● **Aim of the exercise**
Leave the images out, and copy each of the records below exactly.
------ Material supplied
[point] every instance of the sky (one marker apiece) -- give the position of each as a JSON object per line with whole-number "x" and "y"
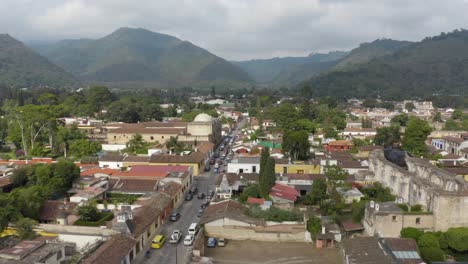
{"x": 239, "y": 29}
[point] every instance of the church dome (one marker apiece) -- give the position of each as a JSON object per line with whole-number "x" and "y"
{"x": 203, "y": 118}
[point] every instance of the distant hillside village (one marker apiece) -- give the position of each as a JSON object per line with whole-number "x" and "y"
{"x": 369, "y": 180}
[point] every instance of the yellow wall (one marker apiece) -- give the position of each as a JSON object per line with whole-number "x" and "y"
{"x": 298, "y": 168}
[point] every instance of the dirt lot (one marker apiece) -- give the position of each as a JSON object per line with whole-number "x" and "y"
{"x": 253, "y": 252}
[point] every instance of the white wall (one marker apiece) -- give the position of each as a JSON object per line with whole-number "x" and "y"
{"x": 247, "y": 168}
{"x": 113, "y": 147}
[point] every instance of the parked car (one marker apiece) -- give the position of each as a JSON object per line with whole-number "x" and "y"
{"x": 221, "y": 242}
{"x": 200, "y": 212}
{"x": 174, "y": 216}
{"x": 158, "y": 241}
{"x": 175, "y": 237}
{"x": 188, "y": 241}
{"x": 211, "y": 242}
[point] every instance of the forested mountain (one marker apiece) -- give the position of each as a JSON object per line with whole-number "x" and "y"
{"x": 436, "y": 65}
{"x": 284, "y": 69}
{"x": 22, "y": 67}
{"x": 369, "y": 51}
{"x": 140, "y": 55}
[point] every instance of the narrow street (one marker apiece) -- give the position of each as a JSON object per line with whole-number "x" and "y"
{"x": 178, "y": 253}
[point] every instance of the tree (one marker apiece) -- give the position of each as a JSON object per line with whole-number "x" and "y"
{"x": 174, "y": 145}
{"x": 25, "y": 228}
{"x": 317, "y": 193}
{"x": 457, "y": 114}
{"x": 431, "y": 254}
{"x": 98, "y": 97}
{"x": 251, "y": 191}
{"x": 314, "y": 225}
{"x": 410, "y": 106}
{"x": 296, "y": 143}
{"x": 416, "y": 133}
{"x": 88, "y": 212}
{"x": 369, "y": 103}
{"x": 65, "y": 136}
{"x": 400, "y": 119}
{"x": 335, "y": 173}
{"x": 437, "y": 117}
{"x": 428, "y": 240}
{"x": 366, "y": 122}
{"x": 387, "y": 136}
{"x": 136, "y": 144}
{"x": 83, "y": 147}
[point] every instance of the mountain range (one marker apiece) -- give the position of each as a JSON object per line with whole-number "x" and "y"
{"x": 434, "y": 66}
{"x": 22, "y": 67}
{"x": 139, "y": 55}
{"x": 382, "y": 68}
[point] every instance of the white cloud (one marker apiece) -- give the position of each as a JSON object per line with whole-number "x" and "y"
{"x": 239, "y": 29}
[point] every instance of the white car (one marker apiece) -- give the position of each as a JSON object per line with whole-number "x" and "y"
{"x": 188, "y": 241}
{"x": 175, "y": 237}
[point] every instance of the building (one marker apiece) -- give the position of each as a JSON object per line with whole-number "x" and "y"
{"x": 284, "y": 166}
{"x": 360, "y": 133}
{"x": 338, "y": 145}
{"x": 283, "y": 196}
{"x": 417, "y": 181}
{"x": 244, "y": 165}
{"x": 387, "y": 219}
{"x": 360, "y": 250}
{"x": 39, "y": 250}
{"x": 301, "y": 182}
{"x": 203, "y": 128}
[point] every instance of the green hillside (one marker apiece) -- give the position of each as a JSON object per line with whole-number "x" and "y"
{"x": 22, "y": 67}
{"x": 437, "y": 65}
{"x": 139, "y": 55}
{"x": 280, "y": 69}
{"x": 369, "y": 51}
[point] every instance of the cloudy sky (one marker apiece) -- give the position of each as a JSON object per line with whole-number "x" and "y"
{"x": 239, "y": 29}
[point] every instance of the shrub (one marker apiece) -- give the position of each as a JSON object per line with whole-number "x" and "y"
{"x": 411, "y": 232}
{"x": 104, "y": 217}
{"x": 430, "y": 254}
------------
● **Output**
[point] every instance of the sky (one marker apiece) -- give the position of each as a JSON object per line with whole-number "x" and "y"
{"x": 239, "y": 29}
[point] every instance of the church dome (one marker apiece) -- give the position of each as a JSON object per line with whole-number "x" and "y"
{"x": 203, "y": 118}
[point] every instance of the distant hillside village (one marker apiece) -- give the position of each as a JSON object per line with whole-number "x" and "y"
{"x": 369, "y": 180}
[point] every instance of the yellow wall (one marker apiece) -- give the position of each as a JSON object per line with whole-number "x" and "y"
{"x": 298, "y": 168}
[point] every instance of the dirt lot (one marker apiece) -- give the position of each as a JSON object per line with whole-number "x" and "y"
{"x": 253, "y": 252}
[point] every instance of the white wall (one marker apiece) -- give the position of each as a JSON object per line with whole-number "x" and "y"
{"x": 247, "y": 168}
{"x": 113, "y": 147}
[point] every instance of the parked car (one marker apiece) -- give the position of each as a JSON object per line with whole-number "x" and "y"
{"x": 221, "y": 242}
{"x": 200, "y": 212}
{"x": 174, "y": 216}
{"x": 158, "y": 241}
{"x": 175, "y": 237}
{"x": 188, "y": 241}
{"x": 211, "y": 242}
[point] every instance of the forested mountain (one marker apiece) -- give the position of each as a JSON object per line with whole-number "x" and "y"
{"x": 436, "y": 65}
{"x": 284, "y": 69}
{"x": 22, "y": 67}
{"x": 369, "y": 51}
{"x": 140, "y": 55}
[point] every instance of the narrow street (one marker apiece) -- give the position of each as a JSON object per line with whole-number "x" and "y"
{"x": 178, "y": 253}
[point] every instance of the tree (one marker apiece) -- give the position of each as a JSON object per line with whole-number "x" and "y"
{"x": 174, "y": 145}
{"x": 25, "y": 228}
{"x": 317, "y": 193}
{"x": 457, "y": 114}
{"x": 431, "y": 254}
{"x": 98, "y": 97}
{"x": 251, "y": 191}
{"x": 314, "y": 225}
{"x": 410, "y": 106}
{"x": 296, "y": 143}
{"x": 416, "y": 133}
{"x": 88, "y": 212}
{"x": 369, "y": 103}
{"x": 65, "y": 136}
{"x": 400, "y": 119}
{"x": 335, "y": 173}
{"x": 437, "y": 117}
{"x": 428, "y": 240}
{"x": 366, "y": 122}
{"x": 387, "y": 136}
{"x": 136, "y": 144}
{"x": 83, "y": 147}
[point] every instance of the mountain range (one marker apiece) -- give the position of each as a JSON object per line with whole-number "x" and "y"
{"x": 434, "y": 66}
{"x": 22, "y": 67}
{"x": 139, "y": 55}
{"x": 382, "y": 68}
[point] every instance of the white cloud (one marker apiece) -- give the position of each as a JSON object per line with whole-number "x" and "y"
{"x": 239, "y": 29}
[point] every instance of the white car (one marker apiece) -- give the position of each as a JSON object per line with whole-number "x" and "y"
{"x": 188, "y": 241}
{"x": 175, "y": 237}
[point] every instance of the building (one marker apiece) -- give the position of each as a JSON object per line with whole-number "x" and "y"
{"x": 284, "y": 166}
{"x": 360, "y": 133}
{"x": 338, "y": 145}
{"x": 283, "y": 196}
{"x": 417, "y": 181}
{"x": 244, "y": 165}
{"x": 387, "y": 219}
{"x": 360, "y": 250}
{"x": 39, "y": 250}
{"x": 301, "y": 182}
{"x": 203, "y": 128}
[point] every instance of the green hillside (one marker apiece) -- give the position of each as a JSON object per line with whole-number "x" and "y"
{"x": 22, "y": 67}
{"x": 437, "y": 65}
{"x": 139, "y": 55}
{"x": 280, "y": 69}
{"x": 369, "y": 51}
[point] every instance of the cloudy sky (one marker apiece) -- give the position of each as a JSON object per line with whole-number "x" and "y"
{"x": 239, "y": 29}
[point] every instance of the shrub (one marker apiece) -- give the position of each as a JSON object per line with whole-number "x" and "y"
{"x": 411, "y": 232}
{"x": 104, "y": 217}
{"x": 430, "y": 254}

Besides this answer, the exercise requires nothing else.